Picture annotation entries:
= = = = = = =

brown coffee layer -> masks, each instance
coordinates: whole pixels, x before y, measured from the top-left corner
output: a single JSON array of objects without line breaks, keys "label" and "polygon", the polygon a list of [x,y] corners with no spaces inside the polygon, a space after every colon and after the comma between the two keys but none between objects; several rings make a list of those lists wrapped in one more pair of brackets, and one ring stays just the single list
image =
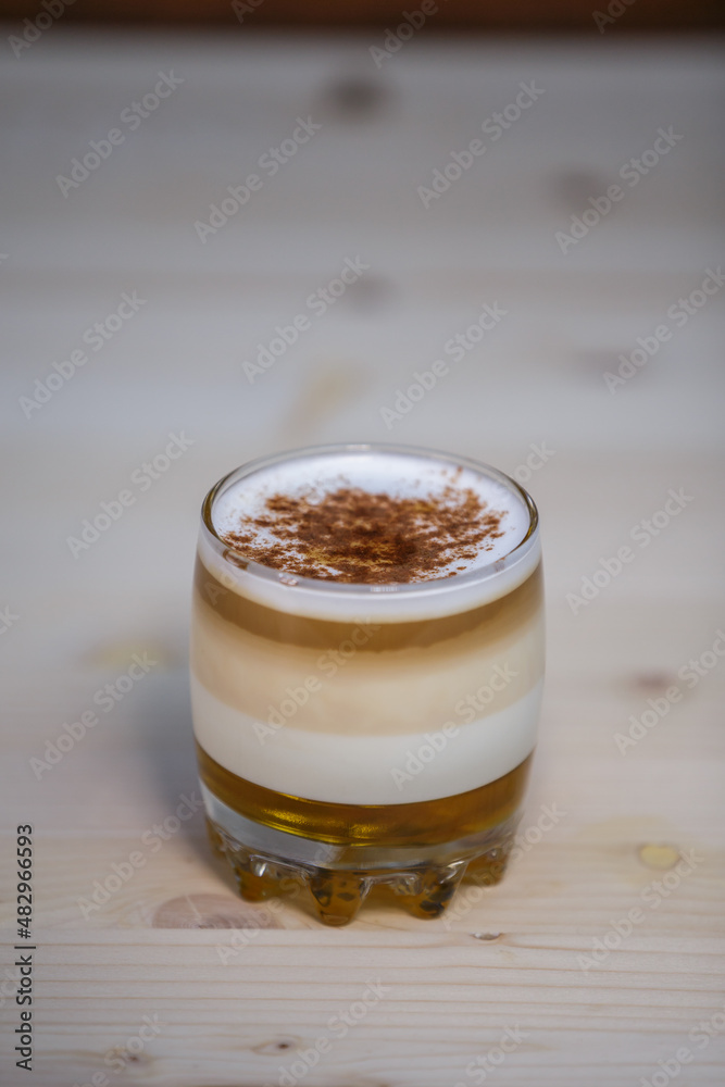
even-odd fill
[{"label": "brown coffee layer", "polygon": [[225,770],[197,744],[204,785],[234,811],[276,830],[337,845],[433,846],[497,826],[518,809],[532,755],[496,782],[412,804],[334,804],[265,789]]},{"label": "brown coffee layer", "polygon": [[[225,588],[200,558],[197,559],[195,587],[197,602],[202,609],[209,608],[221,619],[262,638],[305,649],[335,649],[350,639],[361,625],[367,625],[364,615],[359,617],[358,623],[334,623],[290,615],[255,603]],[[522,585],[491,603],[438,619],[376,624],[373,638],[361,644],[358,636],[353,641],[363,652],[375,653],[386,649],[424,648],[475,630],[485,646],[489,640],[492,642],[515,636],[517,629],[529,622],[541,607],[542,595],[543,578],[539,563]]]}]

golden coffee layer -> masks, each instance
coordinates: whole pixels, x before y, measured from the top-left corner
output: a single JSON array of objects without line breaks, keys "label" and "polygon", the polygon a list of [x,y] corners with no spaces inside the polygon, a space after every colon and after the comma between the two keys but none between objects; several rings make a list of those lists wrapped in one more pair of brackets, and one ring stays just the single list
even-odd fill
[{"label": "golden coffee layer", "polygon": [[[271,641],[305,649],[334,649],[350,638],[355,626],[365,623],[334,623],[327,620],[290,615],[288,612],[254,603],[248,597],[225,588],[210,573],[200,558],[195,570],[195,589],[199,602],[221,619]],[[532,620],[541,607],[543,577],[541,564],[511,592],[491,603],[468,611],[413,623],[382,623],[375,638],[359,648],[378,653],[386,649],[424,648],[475,630],[482,642],[505,640]]]},{"label": "golden coffee layer", "polygon": [[[286,796],[247,782],[220,766],[197,744],[204,785],[246,819],[276,830],[335,845],[435,846],[503,823],[518,809],[532,762],[479,789],[412,804],[333,804]],[[345,858],[340,858],[343,861]]]}]

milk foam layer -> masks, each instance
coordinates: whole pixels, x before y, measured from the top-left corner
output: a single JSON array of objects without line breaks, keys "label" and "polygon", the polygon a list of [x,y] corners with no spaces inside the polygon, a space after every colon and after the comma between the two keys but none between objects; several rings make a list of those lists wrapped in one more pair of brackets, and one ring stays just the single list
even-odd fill
[{"label": "milk foam layer", "polygon": [[191,701],[199,744],[238,777],[307,800],[404,804],[467,792],[520,765],[536,741],[541,686],[452,734],[335,736],[283,726],[264,742],[259,722],[193,677]]},{"label": "milk foam layer", "polygon": [[[470,488],[488,509],[502,513],[501,536],[486,538],[474,558],[453,557],[434,578],[413,584],[348,585],[290,576],[247,565],[241,552],[236,562],[228,561],[229,549],[218,538],[238,530],[242,516],[261,513],[273,495],[360,488],[392,498],[435,498],[446,487]],[[266,607],[332,621],[361,615],[383,623],[416,621],[478,607],[522,584],[540,559],[538,534],[530,532],[535,516],[511,480],[473,462],[404,447],[302,450],[227,477],[213,503],[208,501],[199,553],[225,587]],[[273,540],[271,530],[265,542]]]}]

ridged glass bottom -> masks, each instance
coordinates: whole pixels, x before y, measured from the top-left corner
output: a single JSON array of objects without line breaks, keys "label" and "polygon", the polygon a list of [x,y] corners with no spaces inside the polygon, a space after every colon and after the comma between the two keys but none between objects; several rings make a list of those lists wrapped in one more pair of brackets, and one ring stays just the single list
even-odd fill
[{"label": "ridged glass bottom", "polygon": [[432,846],[348,847],[305,838],[246,819],[204,783],[212,848],[230,865],[248,902],[297,894],[311,900],[325,925],[347,925],[373,888],[420,919],[439,917],[459,884],[499,883],[513,846],[520,813],[458,841]]}]

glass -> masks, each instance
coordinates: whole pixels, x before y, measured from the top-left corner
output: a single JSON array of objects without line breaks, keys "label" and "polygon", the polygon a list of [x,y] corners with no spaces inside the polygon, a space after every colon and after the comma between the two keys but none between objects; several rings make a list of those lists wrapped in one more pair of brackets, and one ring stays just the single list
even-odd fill
[{"label": "glass", "polygon": [[[371,585],[274,570],[217,535],[215,504],[254,473],[401,454],[503,487],[523,538],[452,577]],[[463,878],[498,883],[542,678],[537,511],[495,468],[410,447],[325,446],[252,462],[207,496],[193,726],[211,842],[247,900],[301,889],[321,921],[342,925],[373,888],[437,917]]]}]

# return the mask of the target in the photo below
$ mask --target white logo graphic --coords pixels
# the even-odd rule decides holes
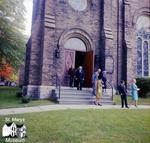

= = = = = = =

*Task*. Output the lines above as a JSON list of strings, one string per line, skipping blank lines and leaving the pictures out.

*Exercise response*.
[
  "brown coffee layer -> masks, each instance",
  "coordinates: whole pixels, x before y, measured from the top-left corner",
  "output: a single JSON array of objects without line breaks, keys \"label\" and \"polygon\", the polygon a list of [x,y] corners with no spaces inside the polygon, a space after every colon and after the comma between the two keys but none between objects; several rings make a list of those lists wrapped in one more pair of brackets, and one ring stays just the single list",
  "image =",
  "even-odd fill",
  "[{\"label\": \"brown coffee layer\", \"polygon\": [[225,770],[197,744],[204,785],[234,811],[276,830],[337,845],[433,846],[497,826],[518,809],[532,755],[496,782],[412,804],[334,804],[265,789]]},{\"label\": \"brown coffee layer\", \"polygon\": [[[225,588],[200,558],[197,559],[195,587],[197,602],[202,609],[209,608],[221,619],[262,638],[305,649],[335,649],[350,639],[361,625],[367,625],[364,615],[359,617],[358,623],[334,623],[290,615],[255,603]],[[522,585],[491,603],[438,619],[376,624],[373,638],[361,644],[358,636],[353,641],[363,652],[375,653],[386,649],[424,648],[475,630],[485,646],[489,640],[492,642],[515,636],[517,629],[529,622],[541,607],[542,595],[543,578],[539,563]]]}]",
  "golden coffee layer -> masks, each instance",
  "coordinates: whole pixels, x before y, measured from the top-left corner",
  "output: a single JSON array of objects without line breaks, keys \"label\" and \"polygon\", the polygon a list of [x,y] corners with no spaces inside the polygon, a space after every colon and after the comma between the two keys but none between objects; several rings make a list of those lists wrapped in one more pair of brackets, and one ring stays just the single list",
  "even-odd fill",
  "[{\"label\": \"golden coffee layer\", \"polygon\": [[[271,641],[305,649],[334,649],[350,638],[355,626],[365,623],[334,623],[327,620],[290,615],[288,612],[254,603],[248,597],[225,588],[210,573],[200,558],[195,570],[195,589],[199,602],[221,619]],[[532,620],[541,607],[543,577],[541,564],[511,592],[491,603],[468,611],[413,623],[382,623],[375,638],[359,648],[378,653],[386,649],[424,648],[475,630],[482,642],[505,640]]]},{\"label\": \"golden coffee layer\", \"polygon\": [[[286,796],[247,782],[220,766],[197,744],[204,785],[246,819],[276,830],[335,845],[435,846],[503,823],[518,809],[532,762],[479,789],[412,804],[333,804]],[[345,858],[340,858],[343,861]]]}]",
  "milk foam layer -> masks, each instance",
  "coordinates: whole pixels, x before y, measured from the top-left corner",
  "output: a single JSON array of objects without line breaks, keys \"label\" and \"polygon\", the polygon a list of [x,y] corners with no spaces inside the polygon, a space after every colon and after the comma between the two keys but none between objects; several rings make a list of those lists wrapped in one more pair of brackets, and one ring stays just the single list",
  "even-odd fill",
  "[{\"label\": \"milk foam layer\", \"polygon\": [[191,701],[199,744],[238,777],[307,800],[404,804],[467,792],[520,765],[536,741],[541,686],[452,734],[335,736],[283,726],[264,742],[259,722],[193,677]]},{\"label\": \"milk foam layer\", \"polygon\": [[[470,488],[488,509],[502,513],[501,536],[486,538],[474,558],[453,557],[434,578],[413,584],[348,585],[290,576],[247,565],[241,552],[236,562],[228,561],[229,549],[218,538],[238,530],[242,516],[261,513],[273,495],[360,488],[392,498],[435,498],[446,487]],[[266,607],[332,621],[361,615],[383,623],[416,621],[478,607],[522,584],[540,559],[538,534],[530,532],[535,516],[511,480],[473,462],[404,447],[302,450],[227,477],[213,503],[208,501],[199,553],[225,587]],[[273,540],[271,530],[265,542]]]}]",
  "ridged glass bottom -> masks, each instance",
  "coordinates: whole pixels, x before y, measured from the top-left corner",
  "output: a single JSON array of objects without line breaks, keys \"label\" and \"polygon\", the polygon a list of [x,y] corners with no spaces inside the polygon, a space after every colon and after the comma between the two keys but none between objects; several rings make a list of those lists wrapped in one more pair of brackets, and one ring stays just the single list",
  "even-odd fill",
  "[{\"label\": \"ridged glass bottom\", \"polygon\": [[432,846],[348,847],[305,838],[246,819],[204,783],[212,848],[230,865],[248,902],[297,894],[311,900],[325,925],[347,925],[373,888],[420,919],[439,917],[459,884],[499,883],[513,846],[520,813],[458,841]]}]",
  "glass -> masks, each instance",
  "coordinates: whole pixels, x before y, measured from the top-left corner",
  "output: a single JSON array of objects without line breaks, keys \"label\" and \"polygon\", the polygon a list of [x,y] corners with no spaces inside the polygon, a space after every colon and after the comma between the two keys but none between objects; several rings make a list of those lists wrapped in one more pair of brackets, and one ring stays just the single list",
  "even-odd fill",
  "[{\"label\": \"glass\", \"polygon\": [[[371,585],[274,570],[217,535],[215,504],[254,473],[401,454],[503,487],[523,538],[452,577]],[[463,878],[498,883],[542,678],[537,511],[495,468],[410,447],[325,446],[252,462],[207,496],[193,726],[211,842],[247,900],[301,889],[321,921],[342,925],[373,888],[437,917]]]}]",
  "# return the mask of the target in the photo below",
  "$ mask --target white logo graphic --coords pixels",
  "# the even-odd rule decides holes"
]